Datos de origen
◆ ◆ ◆ ◆ ◆ ◆ ◆

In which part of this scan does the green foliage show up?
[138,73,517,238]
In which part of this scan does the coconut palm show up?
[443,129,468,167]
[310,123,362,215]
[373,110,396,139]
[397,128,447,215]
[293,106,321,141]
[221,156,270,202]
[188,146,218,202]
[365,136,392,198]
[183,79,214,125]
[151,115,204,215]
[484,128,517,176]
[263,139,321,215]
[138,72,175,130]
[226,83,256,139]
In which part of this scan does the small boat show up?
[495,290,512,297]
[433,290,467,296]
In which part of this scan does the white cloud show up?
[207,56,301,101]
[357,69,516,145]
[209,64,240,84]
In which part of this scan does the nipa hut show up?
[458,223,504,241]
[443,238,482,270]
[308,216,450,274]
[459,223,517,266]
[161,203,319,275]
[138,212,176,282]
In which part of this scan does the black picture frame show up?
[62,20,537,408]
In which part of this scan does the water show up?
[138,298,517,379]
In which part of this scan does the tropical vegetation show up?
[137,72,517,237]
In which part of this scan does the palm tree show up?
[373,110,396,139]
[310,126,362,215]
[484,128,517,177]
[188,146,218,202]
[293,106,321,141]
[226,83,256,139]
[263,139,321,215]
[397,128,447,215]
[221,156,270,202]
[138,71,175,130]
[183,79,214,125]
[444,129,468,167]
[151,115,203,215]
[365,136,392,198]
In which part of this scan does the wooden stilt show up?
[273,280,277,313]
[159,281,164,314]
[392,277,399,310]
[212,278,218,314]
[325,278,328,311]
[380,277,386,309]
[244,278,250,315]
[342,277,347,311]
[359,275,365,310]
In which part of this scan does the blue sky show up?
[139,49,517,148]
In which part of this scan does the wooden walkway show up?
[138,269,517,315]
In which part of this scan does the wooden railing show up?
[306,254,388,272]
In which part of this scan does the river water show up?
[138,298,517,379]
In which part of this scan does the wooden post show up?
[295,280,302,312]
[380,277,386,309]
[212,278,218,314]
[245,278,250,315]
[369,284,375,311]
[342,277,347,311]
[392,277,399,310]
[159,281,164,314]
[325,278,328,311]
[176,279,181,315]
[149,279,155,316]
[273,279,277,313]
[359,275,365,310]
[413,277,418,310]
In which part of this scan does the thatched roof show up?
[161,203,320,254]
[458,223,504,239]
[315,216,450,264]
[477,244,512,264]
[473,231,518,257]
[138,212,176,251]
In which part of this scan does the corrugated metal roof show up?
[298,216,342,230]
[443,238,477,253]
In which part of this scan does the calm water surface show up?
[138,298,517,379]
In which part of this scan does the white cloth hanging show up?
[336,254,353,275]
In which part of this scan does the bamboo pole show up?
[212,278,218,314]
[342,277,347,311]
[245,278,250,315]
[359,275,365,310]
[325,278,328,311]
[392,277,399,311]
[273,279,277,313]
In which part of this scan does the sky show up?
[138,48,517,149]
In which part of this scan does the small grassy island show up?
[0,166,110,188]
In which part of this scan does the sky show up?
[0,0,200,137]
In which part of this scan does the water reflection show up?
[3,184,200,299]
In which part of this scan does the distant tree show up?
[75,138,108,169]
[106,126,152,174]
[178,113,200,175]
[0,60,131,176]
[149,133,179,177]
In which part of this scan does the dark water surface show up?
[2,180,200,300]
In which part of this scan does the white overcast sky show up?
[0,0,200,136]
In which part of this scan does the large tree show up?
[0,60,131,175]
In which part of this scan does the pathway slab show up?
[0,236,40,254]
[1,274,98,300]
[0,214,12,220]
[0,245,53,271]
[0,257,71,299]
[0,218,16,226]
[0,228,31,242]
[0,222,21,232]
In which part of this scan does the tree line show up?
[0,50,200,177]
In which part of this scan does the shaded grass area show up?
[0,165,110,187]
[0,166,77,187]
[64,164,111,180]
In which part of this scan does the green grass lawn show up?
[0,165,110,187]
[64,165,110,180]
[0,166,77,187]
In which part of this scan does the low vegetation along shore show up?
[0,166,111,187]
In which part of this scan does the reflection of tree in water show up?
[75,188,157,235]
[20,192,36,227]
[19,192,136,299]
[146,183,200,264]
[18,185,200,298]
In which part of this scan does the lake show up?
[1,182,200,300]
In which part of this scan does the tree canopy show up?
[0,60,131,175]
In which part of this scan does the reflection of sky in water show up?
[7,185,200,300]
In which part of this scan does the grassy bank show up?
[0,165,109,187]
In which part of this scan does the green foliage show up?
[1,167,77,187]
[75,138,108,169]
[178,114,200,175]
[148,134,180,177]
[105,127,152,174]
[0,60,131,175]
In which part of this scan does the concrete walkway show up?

◆ ◆ ◆ ◆ ◆ ◆ ◆

Presenta todos los ítems de arriba como una lista JSON de cadenas, con una cadena por cada línea y sin las líneas en blanco.

[
  "In which part of this scan does the green foliage show up?",
  "[138,73,517,238]",
  "In which part of this scan does the coconut palm show up?",
  "[443,129,468,167]",
  "[310,123,362,215]",
  "[373,110,396,139]",
  "[397,128,447,215]",
  "[293,106,321,141]",
  "[221,156,270,202]",
  "[188,146,218,202]",
  "[365,136,392,198]",
  "[183,79,214,125]",
  "[151,115,204,215]",
  "[484,128,517,176]",
  "[263,139,321,215]",
  "[138,72,175,130]",
  "[226,83,256,139]",
  "In which part of this scan does the small boat show up?",
  "[495,290,512,297]",
  "[433,290,467,296]",
  "In which part of this scan does the white cloud show up?",
  "[207,56,301,101]",
  "[357,69,516,145]",
  "[209,64,240,84]",
  "In which part of this scan does the nipa hut show up?",
  "[458,223,504,241]",
  "[443,238,482,270]",
  "[308,216,450,274]",
  "[459,223,517,266]",
  "[161,203,319,275]",
  "[138,212,176,282]",
  "In which part of this scan does the black picture frame show up?",
  "[62,20,537,408]",
  "In which part of this scan does the water show up?",
  "[138,298,517,379]",
  "In which part of this scan does the tropical vegetation show up?",
  "[137,72,517,237]",
  "In which part of this scan does the palm tree show up?",
  "[373,110,396,139]",
  "[310,126,362,215]",
  "[484,128,517,177]",
  "[188,146,218,202]",
  "[293,106,321,141]",
  "[226,83,256,139]",
  "[263,139,321,215]",
  "[397,128,447,215]",
  "[221,156,270,202]",
  "[138,71,175,130]",
  "[183,79,214,125]",
  "[444,129,468,167]",
  "[151,115,203,215]",
  "[365,136,392,198]",
  "In which part of this scan does the wooden stilt show up?",
  "[273,280,277,313]",
  "[159,281,164,314]",
  "[392,277,399,310]",
  "[212,278,218,314]",
  "[325,278,328,311]",
  "[380,277,386,309]",
  "[244,278,250,315]",
  "[342,277,347,311]",
  "[359,275,365,310]",
  "In which part of this scan does the blue sky show up?",
  "[139,49,517,148]",
  "In which part of this scan does the wooden walkway show up?",
  "[138,269,517,315]",
  "In which part of this scan does the wooden railing show up?",
  "[306,254,388,272]",
  "In which part of this scan does the river water show up?",
  "[138,298,517,379]",
  "In which part of this scan does the wooden post show up?",
  "[295,280,302,312]",
  "[380,277,386,309]",
  "[212,278,218,314]",
  "[245,278,250,315]",
  "[369,284,375,311]",
  "[342,277,347,311]",
  "[392,277,399,310]",
  "[159,281,164,314]",
  "[325,278,328,311]",
  "[176,279,181,315]",
  "[149,279,155,316]",
  "[273,279,277,313]",
  "[359,275,365,310]",
  "[413,277,418,310]",
  "In which part of this scan does the thatched roof show up?",
  "[161,203,320,254]",
  "[458,223,504,239]",
  "[315,216,450,264]",
  "[477,244,512,264]",
  "[473,231,518,257]",
  "[138,212,176,251]",
  "In which part of this scan does the corrugated metal roof show up?",
  "[298,216,342,230]",
  "[443,238,477,253]",
  "In which part of this scan does the calm water surface show up?",
  "[138,298,517,379]",
  "In which part of this scan does the white cloth hanging show up?",
  "[336,254,353,275]",
  "In which part of this scan does the bamboo pole show up?",
  "[212,278,218,314]",
  "[342,277,347,311]",
  "[245,278,250,315]",
  "[359,275,365,310]",
  "[325,278,328,311]",
  "[392,277,399,311]",
  "[273,279,277,313]",
  "In which part of this scan does the sky show up?",
  "[138,48,517,149]",
  "In which part of this scan does the small grassy island show up?",
  "[0,166,110,188]",
  "In which part of this scan does the sky show up?",
  "[0,0,200,137]",
  "In which part of this scan does the water reflection show up?",
  "[3,184,200,299]",
  "In which part of this scan does the distant tree show up?",
  "[75,138,108,169]",
  "[106,126,152,174]",
  "[178,113,200,175]",
  "[0,60,131,176]",
  "[149,133,179,177]",
  "In which part of this scan does the dark water surface show up?",
  "[2,180,200,300]",
  "In which part of this scan does the white overcast sky show up?",
  "[0,0,200,136]",
  "In which part of this scan does the large tree show up?",
  "[0,60,131,175]",
  "In which part of this scan does the pathway slab show up?",
  "[0,236,40,254]",
  "[1,274,98,300]",
  "[0,214,12,220]",
  "[0,245,53,271]",
  "[0,257,71,299]",
  "[0,218,16,226]",
  "[0,228,31,242]",
  "[0,222,21,232]",
  "In which part of this scan does the tree line show up?",
  "[0,50,200,177]",
  "In which part of this scan does the shaded grass area show up?",
  "[0,165,110,187]",
  "[0,166,77,187]",
  "[64,164,111,180]",
  "In which part of this scan does the green grass lawn show up?",
  "[0,165,110,187]",
  "[64,165,110,180]",
  "[0,166,77,187]",
  "In which part of this scan does the low vegetation along shore show up?",
  "[0,166,111,187]",
  "In which part of this scan does the reflection of tree in water show up?",
  "[75,188,157,235]",
  "[20,192,36,227]",
  "[19,192,136,299]",
  "[146,183,200,264]",
  "[18,185,200,298]",
  "In which part of this scan does the lake show up?",
  "[1,182,200,300]",
  "In which part of this scan does the tree canopy show up?",
  "[0,60,131,175]",
  "In which part of this scan does the reflection of sky in water show up?",
  "[7,185,200,300]",
  "In which part of this scan does the grassy bank show up?",
  "[0,165,109,187]",
  "In which part of this scan does the green foliage show up?",
  "[1,167,77,187]",
  "[75,138,108,169]",
  "[178,114,200,175]",
  "[148,134,180,177]",
  "[105,127,152,174]",
  "[0,60,131,175]",
  "In which part of this scan does the concrete walkway show up?"
]